[START DATA FOR PROCESSING]

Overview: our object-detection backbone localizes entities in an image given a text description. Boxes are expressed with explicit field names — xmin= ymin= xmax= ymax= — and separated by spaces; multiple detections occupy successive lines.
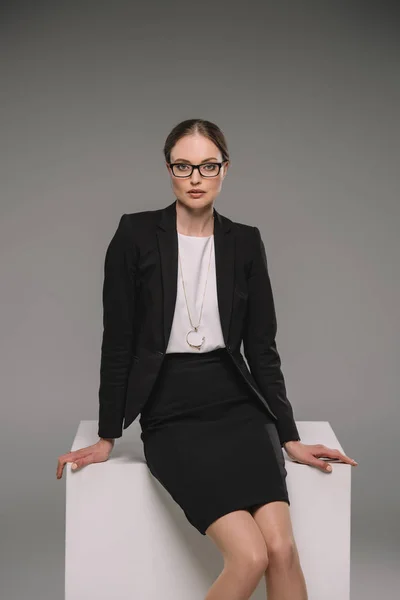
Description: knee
xmin=235 ymin=547 xmax=268 ymax=578
xmin=268 ymin=538 xmax=297 ymax=568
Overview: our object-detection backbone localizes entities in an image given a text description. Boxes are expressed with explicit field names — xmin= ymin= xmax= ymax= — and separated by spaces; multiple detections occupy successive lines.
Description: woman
xmin=57 ymin=119 xmax=355 ymax=600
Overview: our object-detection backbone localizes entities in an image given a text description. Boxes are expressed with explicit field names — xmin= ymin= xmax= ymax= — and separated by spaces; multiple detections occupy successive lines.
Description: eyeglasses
xmin=169 ymin=160 xmax=228 ymax=177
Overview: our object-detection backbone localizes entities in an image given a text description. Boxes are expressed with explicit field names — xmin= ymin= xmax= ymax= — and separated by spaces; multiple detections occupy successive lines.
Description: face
xmin=167 ymin=134 xmax=229 ymax=209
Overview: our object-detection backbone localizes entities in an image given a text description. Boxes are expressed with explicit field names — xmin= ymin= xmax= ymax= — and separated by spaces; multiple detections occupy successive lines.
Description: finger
xmin=314 ymin=448 xmax=358 ymax=465
xmin=71 ymin=455 xmax=93 ymax=471
xmin=57 ymin=448 xmax=91 ymax=479
xmin=309 ymin=457 xmax=332 ymax=473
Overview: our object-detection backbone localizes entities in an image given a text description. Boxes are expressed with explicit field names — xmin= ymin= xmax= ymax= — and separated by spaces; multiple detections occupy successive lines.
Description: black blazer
xmin=98 ymin=200 xmax=300 ymax=446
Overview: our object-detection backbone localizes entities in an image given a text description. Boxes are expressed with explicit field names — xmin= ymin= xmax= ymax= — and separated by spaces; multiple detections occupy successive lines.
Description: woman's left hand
xmin=284 ymin=440 xmax=358 ymax=473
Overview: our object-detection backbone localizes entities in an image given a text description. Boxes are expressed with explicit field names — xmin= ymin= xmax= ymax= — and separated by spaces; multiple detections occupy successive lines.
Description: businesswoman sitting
xmin=57 ymin=119 xmax=355 ymax=600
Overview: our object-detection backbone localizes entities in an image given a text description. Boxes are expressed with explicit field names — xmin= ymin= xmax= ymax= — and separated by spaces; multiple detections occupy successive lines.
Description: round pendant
xmin=186 ymin=327 xmax=206 ymax=350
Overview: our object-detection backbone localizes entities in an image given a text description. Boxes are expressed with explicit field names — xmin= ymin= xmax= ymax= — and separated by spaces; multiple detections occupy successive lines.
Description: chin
xmin=177 ymin=194 xmax=214 ymax=209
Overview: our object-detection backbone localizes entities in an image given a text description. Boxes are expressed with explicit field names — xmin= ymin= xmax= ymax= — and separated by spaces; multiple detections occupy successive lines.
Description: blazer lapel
xmin=157 ymin=200 xmax=235 ymax=348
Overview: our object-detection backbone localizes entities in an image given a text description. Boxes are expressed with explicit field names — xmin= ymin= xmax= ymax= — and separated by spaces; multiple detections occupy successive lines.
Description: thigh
xmin=206 ymin=510 xmax=268 ymax=563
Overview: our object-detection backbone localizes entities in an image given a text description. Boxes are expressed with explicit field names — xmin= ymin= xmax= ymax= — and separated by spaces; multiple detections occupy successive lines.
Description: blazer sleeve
xmin=243 ymin=227 xmax=300 ymax=446
xmin=98 ymin=214 xmax=136 ymax=438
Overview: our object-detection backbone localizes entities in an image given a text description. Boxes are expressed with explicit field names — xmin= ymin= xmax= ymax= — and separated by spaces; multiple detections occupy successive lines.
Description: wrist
xmin=99 ymin=437 xmax=115 ymax=446
xmin=283 ymin=440 xmax=301 ymax=448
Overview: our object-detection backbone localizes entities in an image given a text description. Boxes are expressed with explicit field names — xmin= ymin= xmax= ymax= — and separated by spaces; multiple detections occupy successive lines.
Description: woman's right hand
xmin=57 ymin=438 xmax=114 ymax=479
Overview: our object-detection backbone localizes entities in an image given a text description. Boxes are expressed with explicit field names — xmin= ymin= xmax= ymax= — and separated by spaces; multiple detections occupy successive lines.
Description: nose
xmin=190 ymin=169 xmax=202 ymax=183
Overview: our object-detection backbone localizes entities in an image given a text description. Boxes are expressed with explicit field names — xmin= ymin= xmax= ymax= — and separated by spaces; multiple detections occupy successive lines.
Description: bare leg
xmin=253 ymin=501 xmax=308 ymax=600
xmin=205 ymin=510 xmax=268 ymax=600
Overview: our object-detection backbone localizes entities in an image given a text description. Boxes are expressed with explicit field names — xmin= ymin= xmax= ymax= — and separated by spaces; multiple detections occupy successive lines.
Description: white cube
xmin=65 ymin=421 xmax=352 ymax=600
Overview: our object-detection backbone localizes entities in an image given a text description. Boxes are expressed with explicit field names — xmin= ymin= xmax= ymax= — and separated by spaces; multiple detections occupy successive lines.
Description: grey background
xmin=0 ymin=1 xmax=400 ymax=600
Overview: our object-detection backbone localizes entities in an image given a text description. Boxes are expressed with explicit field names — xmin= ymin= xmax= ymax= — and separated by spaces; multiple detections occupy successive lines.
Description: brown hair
xmin=163 ymin=119 xmax=229 ymax=163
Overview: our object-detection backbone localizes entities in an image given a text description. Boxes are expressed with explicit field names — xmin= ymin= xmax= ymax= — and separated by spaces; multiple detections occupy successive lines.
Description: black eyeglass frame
xmin=168 ymin=159 xmax=229 ymax=179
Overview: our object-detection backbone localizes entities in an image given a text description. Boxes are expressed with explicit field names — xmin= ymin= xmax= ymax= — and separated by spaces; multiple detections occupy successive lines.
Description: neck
xmin=176 ymin=200 xmax=214 ymax=237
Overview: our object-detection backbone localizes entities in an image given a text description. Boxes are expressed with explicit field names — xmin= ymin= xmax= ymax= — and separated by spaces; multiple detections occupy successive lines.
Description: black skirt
xmin=140 ymin=348 xmax=290 ymax=535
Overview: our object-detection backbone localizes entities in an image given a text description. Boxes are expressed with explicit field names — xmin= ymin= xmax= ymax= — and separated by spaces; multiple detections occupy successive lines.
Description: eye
xmin=203 ymin=163 xmax=218 ymax=173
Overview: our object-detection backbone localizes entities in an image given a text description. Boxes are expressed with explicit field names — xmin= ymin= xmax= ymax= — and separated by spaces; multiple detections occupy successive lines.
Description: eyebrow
xmin=174 ymin=156 xmax=218 ymax=164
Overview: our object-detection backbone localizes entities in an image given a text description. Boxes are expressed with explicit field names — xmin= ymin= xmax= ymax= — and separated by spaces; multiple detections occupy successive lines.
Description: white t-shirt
xmin=166 ymin=232 xmax=225 ymax=353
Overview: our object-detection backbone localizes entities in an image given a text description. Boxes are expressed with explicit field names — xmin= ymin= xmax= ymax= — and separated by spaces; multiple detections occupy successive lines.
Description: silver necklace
xmin=178 ymin=230 xmax=213 ymax=350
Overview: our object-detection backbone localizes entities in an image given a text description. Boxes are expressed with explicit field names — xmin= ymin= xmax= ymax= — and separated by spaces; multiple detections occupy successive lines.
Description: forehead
xmin=171 ymin=134 xmax=222 ymax=163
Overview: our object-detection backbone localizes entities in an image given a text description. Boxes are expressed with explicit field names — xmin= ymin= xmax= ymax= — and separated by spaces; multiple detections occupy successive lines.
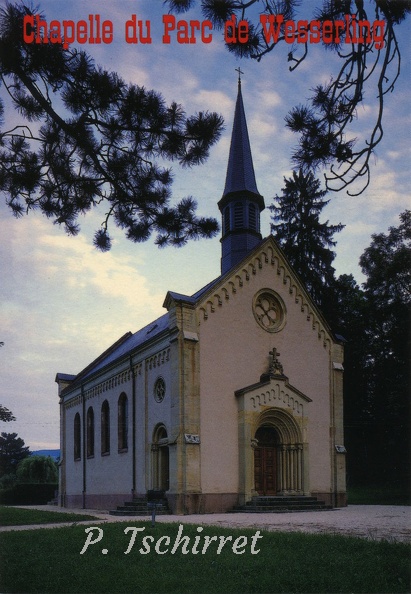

[END DATA FOR PROCESSING]

--- GIVEN TASK ---
Copy the stretch of entries from the first line through the line containing "xmin=169 ymin=160 xmax=228 ymax=177", keeping every overview and description line. Shift each box coordinate up by 56, and leave out the picture lines.

--- OUTPUT ---
Overview: our object-detection backbone localizes entities in an image given a text description. Boxes are expressed with explicit field names — xmin= ymin= xmax= ymax= — and separated by spaces; multiple detections occupy successive lines.
Description: knee
xmin=291 ymin=603 xmax=324 ymax=634
xmin=324 ymin=594 xmax=353 ymax=624
Overview: our object-detection backbone localizes entities in an image given a text description. Boxes are expressed with explicit field names — xmin= ymin= xmax= ymax= — and separated by spaces; multiple detections occupy successive lines.
Description: woman
xmin=113 ymin=175 xmax=411 ymax=656
Overview: our object-detection backbone localizes entities in an image given a text description. Boxes are expressed with explicit field names — xmin= ymin= xmax= ymax= — and separated by spaces; multiple detections occupy successive lines.
Description: eyeglasses
xmin=225 ymin=216 xmax=284 ymax=233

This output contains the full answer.